TASK DIRECTIONS —
All lines in the entries below that hold "apron" make up the answer.

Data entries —
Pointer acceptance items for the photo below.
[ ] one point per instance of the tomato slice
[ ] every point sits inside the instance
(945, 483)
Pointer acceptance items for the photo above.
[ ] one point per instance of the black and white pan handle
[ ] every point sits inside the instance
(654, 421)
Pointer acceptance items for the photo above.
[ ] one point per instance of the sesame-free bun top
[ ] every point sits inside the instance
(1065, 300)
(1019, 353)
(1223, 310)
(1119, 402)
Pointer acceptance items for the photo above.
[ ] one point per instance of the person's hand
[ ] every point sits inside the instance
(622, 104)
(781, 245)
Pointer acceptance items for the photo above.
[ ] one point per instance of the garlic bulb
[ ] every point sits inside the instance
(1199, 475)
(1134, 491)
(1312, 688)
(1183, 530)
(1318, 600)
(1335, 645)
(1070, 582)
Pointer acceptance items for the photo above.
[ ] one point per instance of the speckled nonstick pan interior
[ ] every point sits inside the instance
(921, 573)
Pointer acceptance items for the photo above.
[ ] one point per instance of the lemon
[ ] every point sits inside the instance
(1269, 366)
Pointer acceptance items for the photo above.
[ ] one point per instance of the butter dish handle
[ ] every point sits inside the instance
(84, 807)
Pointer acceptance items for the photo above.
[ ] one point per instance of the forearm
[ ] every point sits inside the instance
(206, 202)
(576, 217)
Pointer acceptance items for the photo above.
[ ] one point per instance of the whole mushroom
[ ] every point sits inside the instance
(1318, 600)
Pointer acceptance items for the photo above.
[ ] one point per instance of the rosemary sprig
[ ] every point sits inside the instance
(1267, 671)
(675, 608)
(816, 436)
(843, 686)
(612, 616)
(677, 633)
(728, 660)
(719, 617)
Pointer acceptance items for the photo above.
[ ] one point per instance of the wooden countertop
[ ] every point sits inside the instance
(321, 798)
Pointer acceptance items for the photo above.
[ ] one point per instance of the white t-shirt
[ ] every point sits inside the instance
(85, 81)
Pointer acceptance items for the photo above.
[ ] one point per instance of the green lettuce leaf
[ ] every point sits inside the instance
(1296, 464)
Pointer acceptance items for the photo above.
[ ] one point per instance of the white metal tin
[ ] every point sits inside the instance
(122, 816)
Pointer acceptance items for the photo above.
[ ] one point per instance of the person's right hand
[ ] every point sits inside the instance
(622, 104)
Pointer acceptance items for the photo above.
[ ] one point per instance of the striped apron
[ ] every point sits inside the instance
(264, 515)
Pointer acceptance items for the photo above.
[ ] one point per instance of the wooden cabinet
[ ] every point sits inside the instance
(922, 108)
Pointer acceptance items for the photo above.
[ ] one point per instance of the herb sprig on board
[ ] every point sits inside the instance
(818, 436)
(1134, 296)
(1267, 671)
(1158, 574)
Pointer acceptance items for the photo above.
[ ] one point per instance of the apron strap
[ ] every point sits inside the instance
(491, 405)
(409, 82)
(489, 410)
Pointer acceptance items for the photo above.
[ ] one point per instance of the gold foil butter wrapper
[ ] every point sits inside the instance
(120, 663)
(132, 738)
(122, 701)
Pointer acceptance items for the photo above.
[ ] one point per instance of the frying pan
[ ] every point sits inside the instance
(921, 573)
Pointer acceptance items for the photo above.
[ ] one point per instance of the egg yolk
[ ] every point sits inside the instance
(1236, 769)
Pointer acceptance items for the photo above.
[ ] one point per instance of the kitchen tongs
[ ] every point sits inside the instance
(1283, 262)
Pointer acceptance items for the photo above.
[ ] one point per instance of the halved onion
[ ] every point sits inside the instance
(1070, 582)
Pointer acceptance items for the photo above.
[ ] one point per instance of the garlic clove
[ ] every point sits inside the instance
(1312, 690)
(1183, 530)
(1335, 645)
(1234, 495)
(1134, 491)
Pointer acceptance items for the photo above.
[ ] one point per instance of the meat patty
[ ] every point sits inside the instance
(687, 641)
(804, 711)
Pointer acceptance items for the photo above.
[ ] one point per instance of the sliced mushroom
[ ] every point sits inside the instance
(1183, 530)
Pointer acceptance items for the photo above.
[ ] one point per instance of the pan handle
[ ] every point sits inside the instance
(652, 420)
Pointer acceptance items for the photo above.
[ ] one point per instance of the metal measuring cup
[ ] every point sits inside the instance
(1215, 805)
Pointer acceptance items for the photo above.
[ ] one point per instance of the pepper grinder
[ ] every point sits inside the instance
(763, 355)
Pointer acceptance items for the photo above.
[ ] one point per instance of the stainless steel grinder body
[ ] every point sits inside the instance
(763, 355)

RESULT OF THIS TASK —
[ ] one point per instance of the striped apron
[ ] one point per instance of the apron strap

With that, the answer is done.